= SOURCE EXCERPT =
================

Extended Data Fig. 2 Changes to the stripe patterns that result from rotation of the model volume.
(a) 3D rendering and slices through model diamond structure showing the different patterns. (b) 3D rendering and slices through the model rotated by 15° around the x-axis showing the dependence of the patterns on rotation. (c) 3D rendering and slices through the model rotated by 15° around the y-axis showing the dependence of the patterns on rotation. (d) 3D rendering and slices through the model rotated by 15° around the z-axis showing the dependence of the patterns on rotation.
Extended Data Fig. 3 Sample preparation by focused ion beam (FIB).
(a) Scanning electron microscopy (SEM) image showing the sample after FIB milling of its surrounding material. (b) SEM image of the micropillar sample mounted on the OMNY pin. Scale bars are 10 µm.
Extended Data Fig. 4 Principal scheme of the ptychographic experiment.

================

= GIVEN MATERIAL =
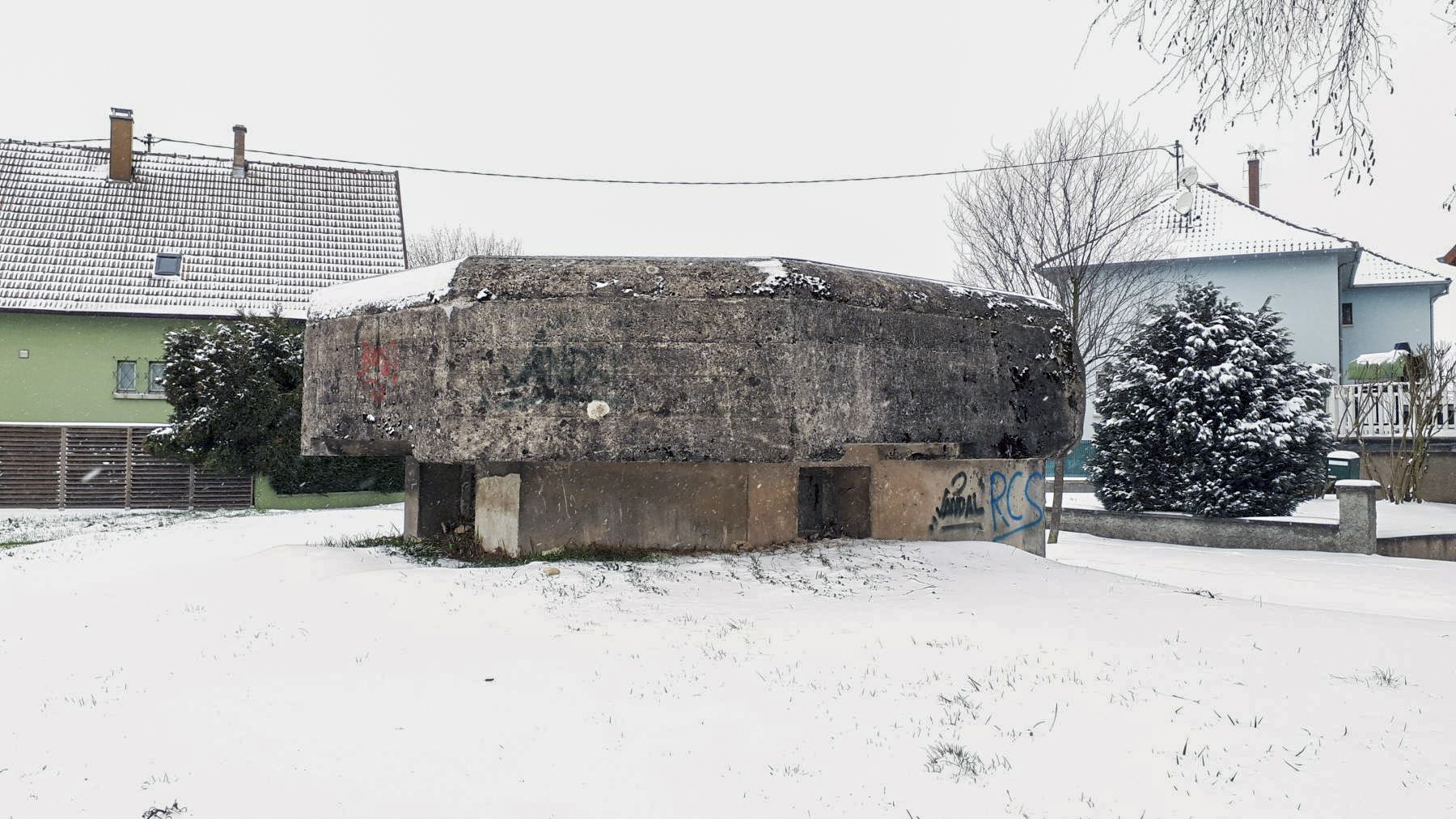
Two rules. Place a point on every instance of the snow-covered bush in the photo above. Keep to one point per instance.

================

= WHAT YOU WILL DO =
Please write out the part of the figure captions above that begins with "(a) 3D rendering" and stops after "ion beam (FIB).".

= ANSWER TO THIS EXERCISE =
(a) 3D rendering and slices through model diamond structure showing the different patterns. (b) 3D rendering and slices through the model rotated by 15° around the x-axis showing the dependence of the patterns on rotation. (c) 3D rendering and slices through the model rotated by 15° around the y-axis showing the dependence of the patterns on rotation. (d) 3D rendering and slices through the model rotated by 15° around the z-axis showing the dependence of the patterns on rotation.
Extended Data Fig. 3 Sample preparation by focused ion beam (FIB).